Stored data entries
^^^^

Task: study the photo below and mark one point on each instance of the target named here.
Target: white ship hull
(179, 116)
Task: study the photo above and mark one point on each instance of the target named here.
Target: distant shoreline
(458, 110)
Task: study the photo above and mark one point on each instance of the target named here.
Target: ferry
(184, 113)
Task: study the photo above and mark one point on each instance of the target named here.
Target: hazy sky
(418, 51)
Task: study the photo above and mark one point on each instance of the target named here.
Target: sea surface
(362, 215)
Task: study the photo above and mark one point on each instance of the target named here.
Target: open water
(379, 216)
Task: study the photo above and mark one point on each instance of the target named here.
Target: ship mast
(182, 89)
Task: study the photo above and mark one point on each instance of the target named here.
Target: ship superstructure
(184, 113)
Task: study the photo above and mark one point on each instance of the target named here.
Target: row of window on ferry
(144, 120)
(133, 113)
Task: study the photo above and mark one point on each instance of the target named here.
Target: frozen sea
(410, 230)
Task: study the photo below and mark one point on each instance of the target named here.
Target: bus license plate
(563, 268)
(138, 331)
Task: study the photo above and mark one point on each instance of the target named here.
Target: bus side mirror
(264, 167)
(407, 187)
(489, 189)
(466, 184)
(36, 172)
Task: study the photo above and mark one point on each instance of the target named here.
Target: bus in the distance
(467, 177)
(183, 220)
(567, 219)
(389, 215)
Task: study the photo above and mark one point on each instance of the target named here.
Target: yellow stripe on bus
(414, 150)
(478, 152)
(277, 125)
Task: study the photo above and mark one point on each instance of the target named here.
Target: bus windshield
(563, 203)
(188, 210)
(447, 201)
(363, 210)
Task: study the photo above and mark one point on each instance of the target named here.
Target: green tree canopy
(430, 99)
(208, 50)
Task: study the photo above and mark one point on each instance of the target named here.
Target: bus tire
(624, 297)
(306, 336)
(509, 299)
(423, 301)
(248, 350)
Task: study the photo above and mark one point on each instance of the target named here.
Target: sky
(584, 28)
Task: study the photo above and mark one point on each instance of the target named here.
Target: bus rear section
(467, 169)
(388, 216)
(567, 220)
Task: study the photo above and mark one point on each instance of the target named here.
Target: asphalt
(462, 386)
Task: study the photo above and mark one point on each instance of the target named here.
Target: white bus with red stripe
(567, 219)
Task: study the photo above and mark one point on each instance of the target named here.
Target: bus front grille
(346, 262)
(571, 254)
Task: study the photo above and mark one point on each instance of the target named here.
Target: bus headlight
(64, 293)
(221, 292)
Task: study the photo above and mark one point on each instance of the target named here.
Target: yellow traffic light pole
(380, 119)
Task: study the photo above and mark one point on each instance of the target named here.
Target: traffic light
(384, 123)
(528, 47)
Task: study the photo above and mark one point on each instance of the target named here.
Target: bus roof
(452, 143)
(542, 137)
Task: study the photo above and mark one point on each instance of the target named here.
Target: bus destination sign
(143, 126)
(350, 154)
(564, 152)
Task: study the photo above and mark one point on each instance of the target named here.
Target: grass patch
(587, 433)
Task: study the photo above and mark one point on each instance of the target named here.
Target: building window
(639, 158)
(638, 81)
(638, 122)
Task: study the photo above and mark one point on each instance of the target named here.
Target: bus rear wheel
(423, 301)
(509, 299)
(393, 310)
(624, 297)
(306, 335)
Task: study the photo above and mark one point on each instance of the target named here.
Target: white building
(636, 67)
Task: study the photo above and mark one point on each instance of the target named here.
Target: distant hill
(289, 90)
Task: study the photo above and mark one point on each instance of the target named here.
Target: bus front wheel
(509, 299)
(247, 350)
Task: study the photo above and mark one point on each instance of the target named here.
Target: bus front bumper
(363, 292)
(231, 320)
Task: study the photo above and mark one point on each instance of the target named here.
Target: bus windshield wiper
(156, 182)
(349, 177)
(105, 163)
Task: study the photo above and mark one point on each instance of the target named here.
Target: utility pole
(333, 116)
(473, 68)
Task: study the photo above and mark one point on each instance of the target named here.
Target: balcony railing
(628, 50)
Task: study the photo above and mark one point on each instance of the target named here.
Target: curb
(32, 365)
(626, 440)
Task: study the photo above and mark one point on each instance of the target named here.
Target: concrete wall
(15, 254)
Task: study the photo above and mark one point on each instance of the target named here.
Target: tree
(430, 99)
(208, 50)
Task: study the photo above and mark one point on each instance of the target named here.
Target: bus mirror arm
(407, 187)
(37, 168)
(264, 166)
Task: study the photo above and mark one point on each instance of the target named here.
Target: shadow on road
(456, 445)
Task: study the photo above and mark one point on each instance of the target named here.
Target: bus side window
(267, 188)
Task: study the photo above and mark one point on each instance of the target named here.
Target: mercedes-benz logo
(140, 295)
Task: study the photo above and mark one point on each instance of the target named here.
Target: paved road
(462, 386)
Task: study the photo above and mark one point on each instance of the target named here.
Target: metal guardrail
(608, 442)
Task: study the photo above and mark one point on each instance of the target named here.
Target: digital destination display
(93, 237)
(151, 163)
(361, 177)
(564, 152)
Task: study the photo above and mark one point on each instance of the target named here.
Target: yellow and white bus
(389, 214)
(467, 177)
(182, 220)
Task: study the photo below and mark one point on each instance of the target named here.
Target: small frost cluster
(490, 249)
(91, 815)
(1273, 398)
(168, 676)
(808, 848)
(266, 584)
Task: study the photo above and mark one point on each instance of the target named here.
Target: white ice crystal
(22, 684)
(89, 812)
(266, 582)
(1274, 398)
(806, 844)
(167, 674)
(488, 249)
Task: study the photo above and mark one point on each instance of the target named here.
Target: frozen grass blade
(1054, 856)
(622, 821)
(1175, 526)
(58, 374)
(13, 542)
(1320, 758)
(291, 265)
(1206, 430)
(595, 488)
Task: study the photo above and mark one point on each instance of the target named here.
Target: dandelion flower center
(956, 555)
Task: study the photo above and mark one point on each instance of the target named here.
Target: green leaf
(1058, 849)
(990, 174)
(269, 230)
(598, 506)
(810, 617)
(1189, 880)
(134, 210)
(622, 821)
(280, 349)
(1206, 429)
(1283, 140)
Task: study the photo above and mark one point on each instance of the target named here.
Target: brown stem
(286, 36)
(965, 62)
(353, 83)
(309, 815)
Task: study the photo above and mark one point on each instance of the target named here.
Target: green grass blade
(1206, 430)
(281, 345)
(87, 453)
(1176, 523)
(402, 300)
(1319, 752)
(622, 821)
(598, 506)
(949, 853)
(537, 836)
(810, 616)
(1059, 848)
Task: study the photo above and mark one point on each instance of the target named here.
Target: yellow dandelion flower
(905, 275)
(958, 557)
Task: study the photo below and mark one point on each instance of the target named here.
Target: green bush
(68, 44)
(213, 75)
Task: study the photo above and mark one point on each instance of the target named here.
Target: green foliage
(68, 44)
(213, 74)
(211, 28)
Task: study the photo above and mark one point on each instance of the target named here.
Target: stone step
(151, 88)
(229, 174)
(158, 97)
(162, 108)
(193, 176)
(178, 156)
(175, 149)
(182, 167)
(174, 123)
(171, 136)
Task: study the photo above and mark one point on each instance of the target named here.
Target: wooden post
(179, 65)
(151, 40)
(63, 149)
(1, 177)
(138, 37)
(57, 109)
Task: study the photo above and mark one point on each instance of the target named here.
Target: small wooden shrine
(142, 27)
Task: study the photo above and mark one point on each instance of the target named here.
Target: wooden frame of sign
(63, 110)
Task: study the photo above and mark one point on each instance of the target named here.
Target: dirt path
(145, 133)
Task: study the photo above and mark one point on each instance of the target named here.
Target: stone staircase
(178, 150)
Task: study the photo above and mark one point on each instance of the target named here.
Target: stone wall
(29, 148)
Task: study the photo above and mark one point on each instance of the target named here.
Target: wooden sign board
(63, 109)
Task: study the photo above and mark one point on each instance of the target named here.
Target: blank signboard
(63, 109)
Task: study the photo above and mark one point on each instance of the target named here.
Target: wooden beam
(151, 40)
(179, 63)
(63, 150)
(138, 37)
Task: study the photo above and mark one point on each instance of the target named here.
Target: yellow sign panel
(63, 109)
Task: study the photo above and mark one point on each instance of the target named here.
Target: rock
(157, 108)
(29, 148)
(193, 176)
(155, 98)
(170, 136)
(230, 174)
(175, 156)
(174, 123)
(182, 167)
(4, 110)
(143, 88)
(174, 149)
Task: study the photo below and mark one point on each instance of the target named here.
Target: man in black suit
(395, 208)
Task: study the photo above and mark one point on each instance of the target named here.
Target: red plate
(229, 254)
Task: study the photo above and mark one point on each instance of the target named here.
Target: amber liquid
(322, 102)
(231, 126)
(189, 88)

^^^^

What is needed is an exact copy of the lines from the one containing "Target: red plate" through the final line of the data, both included, and nothing more.

Task response:
Target: red plate
(229, 254)
Task: study the photo above and mark one point on each instance of the target named here.
Target: amber liquid
(322, 102)
(231, 126)
(189, 88)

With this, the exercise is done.